Required work:
[1] According to the article on Kurt Cobain's final phone call to Pat Smear, in what year did Smear join Nirvana, and in what role?
[2] Name every person mentioned in the article on Kurt Cobain's final phone call to Pat Smear.
[3] Extend the article on Kurt Cobain's final phone call to Pat Smear, picking up after its last sentence.

Provided text:
Kurt Cobain’s “really sad” final phone call to Nirvana bandmate Pat Smear

Sometimes, no matter how personal the connection we may share with an artist, their death can hit us terribly hard. It might be that they expressed emotions we couldn’t dream of breathing, or simply that they represented a time in one’s life that now must be halted. But the death of a musician can sometimes hit harder than many would anticipate. Kurt Cobain‘s tragic death sent shockwaves around the world in 1994 when the frontman of Nirvana lost his battle with mental health and tragically took his own life.

At the time, Nirvana weren’t just grunge pioneers but the biggest band in the world. A group that not only seemed intent on reducing music back to its purest form following the hairspray revelry of the 1980s, but seemed ready to do so with a powerful message of morality, too. Nirvana were so much more than just a band.

For a whole generation, the trio, fronted by Cobain, stood for a feeling of disenfranchisement that seemed inescapable during the early parts of the 1990s. They had looked unstoppable, but the loss of their frontman would suddenly end their story. Without Cobain, there was no Nirvana, and making music was now the last thing on the minds of the remaining members.

Pat Smear had only joined the group in 1993 as a touring guitarist, but immediately slotted in triumphantly with their line-up and has been a fixture alongside Dave Grohl in Foo Fighters since their inception. Even though he only played with Nirvana for a small amount of time, he built up a special bond with Cobain, and the last phone call he received remains a vivid memory for Smear.

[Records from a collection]
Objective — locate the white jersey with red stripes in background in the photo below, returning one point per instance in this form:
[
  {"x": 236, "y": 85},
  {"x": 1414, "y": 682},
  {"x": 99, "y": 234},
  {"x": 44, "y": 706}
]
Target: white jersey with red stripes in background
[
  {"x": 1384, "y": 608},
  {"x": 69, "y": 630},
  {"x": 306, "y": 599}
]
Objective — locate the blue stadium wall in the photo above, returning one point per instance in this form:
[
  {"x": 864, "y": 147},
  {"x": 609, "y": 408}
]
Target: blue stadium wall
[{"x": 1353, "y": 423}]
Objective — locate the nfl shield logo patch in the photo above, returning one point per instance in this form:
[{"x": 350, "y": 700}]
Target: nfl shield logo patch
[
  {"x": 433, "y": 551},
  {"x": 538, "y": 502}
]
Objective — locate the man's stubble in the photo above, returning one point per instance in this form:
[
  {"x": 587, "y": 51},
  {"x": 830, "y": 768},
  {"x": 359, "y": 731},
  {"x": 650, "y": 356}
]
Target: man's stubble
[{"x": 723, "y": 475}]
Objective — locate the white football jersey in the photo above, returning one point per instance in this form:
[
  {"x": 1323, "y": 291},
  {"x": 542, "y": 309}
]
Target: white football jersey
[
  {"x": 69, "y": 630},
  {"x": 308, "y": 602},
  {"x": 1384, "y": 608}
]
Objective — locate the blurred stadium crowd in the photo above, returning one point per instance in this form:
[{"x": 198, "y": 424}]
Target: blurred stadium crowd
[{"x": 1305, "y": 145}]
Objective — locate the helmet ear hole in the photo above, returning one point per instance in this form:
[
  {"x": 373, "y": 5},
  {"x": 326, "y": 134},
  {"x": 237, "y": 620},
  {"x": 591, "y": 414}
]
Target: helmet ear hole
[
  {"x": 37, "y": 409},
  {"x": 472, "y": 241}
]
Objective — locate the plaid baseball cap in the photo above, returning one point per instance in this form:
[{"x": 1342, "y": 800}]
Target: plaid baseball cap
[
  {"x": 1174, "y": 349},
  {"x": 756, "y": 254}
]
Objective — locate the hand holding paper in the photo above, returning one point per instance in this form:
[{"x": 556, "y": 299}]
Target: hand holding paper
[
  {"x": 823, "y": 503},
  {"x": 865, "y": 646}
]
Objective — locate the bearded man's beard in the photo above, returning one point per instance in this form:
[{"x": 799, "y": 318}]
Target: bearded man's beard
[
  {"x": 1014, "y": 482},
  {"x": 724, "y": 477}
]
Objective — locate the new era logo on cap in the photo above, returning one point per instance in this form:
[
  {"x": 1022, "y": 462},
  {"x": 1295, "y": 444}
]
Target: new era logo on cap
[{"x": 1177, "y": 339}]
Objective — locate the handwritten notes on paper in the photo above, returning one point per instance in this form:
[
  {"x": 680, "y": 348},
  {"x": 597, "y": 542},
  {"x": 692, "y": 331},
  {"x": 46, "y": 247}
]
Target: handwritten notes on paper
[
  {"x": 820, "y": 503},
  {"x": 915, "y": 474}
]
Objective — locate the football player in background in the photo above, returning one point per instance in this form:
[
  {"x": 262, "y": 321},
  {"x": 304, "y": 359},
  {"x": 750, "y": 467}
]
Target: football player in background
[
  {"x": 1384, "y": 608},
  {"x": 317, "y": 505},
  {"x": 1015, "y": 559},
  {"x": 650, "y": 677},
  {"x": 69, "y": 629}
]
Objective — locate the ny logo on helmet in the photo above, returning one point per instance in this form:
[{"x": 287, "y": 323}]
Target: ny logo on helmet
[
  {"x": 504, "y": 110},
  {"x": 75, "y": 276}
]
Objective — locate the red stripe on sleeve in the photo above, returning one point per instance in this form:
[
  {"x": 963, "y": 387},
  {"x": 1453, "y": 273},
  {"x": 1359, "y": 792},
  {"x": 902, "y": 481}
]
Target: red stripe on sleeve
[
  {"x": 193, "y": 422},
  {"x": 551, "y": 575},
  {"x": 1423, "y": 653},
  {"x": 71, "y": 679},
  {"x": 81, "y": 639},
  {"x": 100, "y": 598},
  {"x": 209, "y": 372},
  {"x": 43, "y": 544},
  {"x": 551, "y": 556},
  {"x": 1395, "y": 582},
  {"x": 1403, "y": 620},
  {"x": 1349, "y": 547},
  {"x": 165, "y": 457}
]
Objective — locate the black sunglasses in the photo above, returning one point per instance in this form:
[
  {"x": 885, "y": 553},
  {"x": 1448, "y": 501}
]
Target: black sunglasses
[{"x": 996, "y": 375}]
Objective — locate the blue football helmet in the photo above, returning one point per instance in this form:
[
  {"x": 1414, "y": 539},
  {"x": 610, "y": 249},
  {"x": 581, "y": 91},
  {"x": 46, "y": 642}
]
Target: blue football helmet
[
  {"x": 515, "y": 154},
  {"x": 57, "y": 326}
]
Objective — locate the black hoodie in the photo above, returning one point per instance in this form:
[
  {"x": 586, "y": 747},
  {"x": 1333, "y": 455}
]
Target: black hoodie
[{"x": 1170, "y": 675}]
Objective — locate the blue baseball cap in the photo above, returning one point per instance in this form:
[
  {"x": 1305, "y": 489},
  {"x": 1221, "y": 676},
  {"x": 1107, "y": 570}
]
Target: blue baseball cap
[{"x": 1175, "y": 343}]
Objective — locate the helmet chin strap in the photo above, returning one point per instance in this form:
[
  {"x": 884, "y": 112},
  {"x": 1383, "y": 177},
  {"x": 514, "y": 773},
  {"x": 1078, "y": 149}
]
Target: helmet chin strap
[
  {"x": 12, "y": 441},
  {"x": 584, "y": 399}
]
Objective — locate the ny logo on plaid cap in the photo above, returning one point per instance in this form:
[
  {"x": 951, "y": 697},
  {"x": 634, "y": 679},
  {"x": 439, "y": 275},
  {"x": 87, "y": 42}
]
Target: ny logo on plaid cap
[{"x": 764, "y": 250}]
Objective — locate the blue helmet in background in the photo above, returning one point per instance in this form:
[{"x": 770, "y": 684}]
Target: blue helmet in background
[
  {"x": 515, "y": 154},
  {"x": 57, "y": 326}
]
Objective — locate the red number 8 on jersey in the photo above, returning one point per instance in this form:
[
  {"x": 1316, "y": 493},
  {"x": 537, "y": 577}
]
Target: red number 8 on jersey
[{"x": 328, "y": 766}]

Task answers:
[1] Pat Smear joined Nirvana in 1993 as a touring guitarist.

[2] Kurt Cobain, Pat Smear, Dave Grohl

[3]
Smear’s band, The Germs, were heroes for Nirvana growing up, and it was a revelation to them that Cobain liked them so fervently. Cobain once said of the band: Given their connection, it made total sense to take up the opportunity to join the group, and Smear never looked back. Drummer Dave Grohl remembered of the moment Cobain confirmed the tri would now be a quartet: “Kurt comes back from Los Angeles and is like, ‘I found our second guitar player!’”

“It was an unexpected phone call from Kurt, and I jumped at it,” he recalled to Rolling Stone in 2012. “I was a fan, like everyone else. I had actually read an interview with them not too long before he called me, where he said Nirvana was always meant to be four people. I thought, ‘Wow, I want that.’ And then it happened.”

However, the dream of Nirvana was a contrast to reality, and the stresses of being in such a huge band weighed on their minds, especially Cobain’s. They were no longer just a band anymore; they were an institution that now needed to be making money for other people, which never sat right with Cobain, and the singer became exhausted while on tour.

“So Kurt decides that he wants a break, even though we are on this tour that you can’t get out of because you’re a big band, you get sued,” Smear explained in the Foo Fighters documentary, Back & Forth. During the break in their final tour, Grohl headed home, but Smear stayed in Europe and was in Rome when Cobain overdosed just a month before his death, with doctors pumping his stomach to make sure he stayed alive.

“I went to the hospital with him,” Smear remembered. “I didn’t know what to do, do I say this is Kurt Cobain, care for him right away, VIP. Or do I say it’s just some guy, don’t call the press. I finally went with this is Kurt Cobain, VIP, do something about it now.”

Smear helped get Cobain to the hospital that night and made sure that he got preferential treatment, which helped save him from death. Alas, while Smear made sure that Cobain survived this scare, only a month later, he would pass away in Seattle.

“It was really sad,” Smear remembers. “I had a message from Kurt, but I wasn’t home, so whatever help he needed for me, I couldn’t help him, and that’s the last time that I ever talked to him or saw him,” Smear emotionally adds. It’s a tragic feeling that anyone affected by the heartbreaking notion of suicide has felt: a helplessness that is impossible to shake or forget.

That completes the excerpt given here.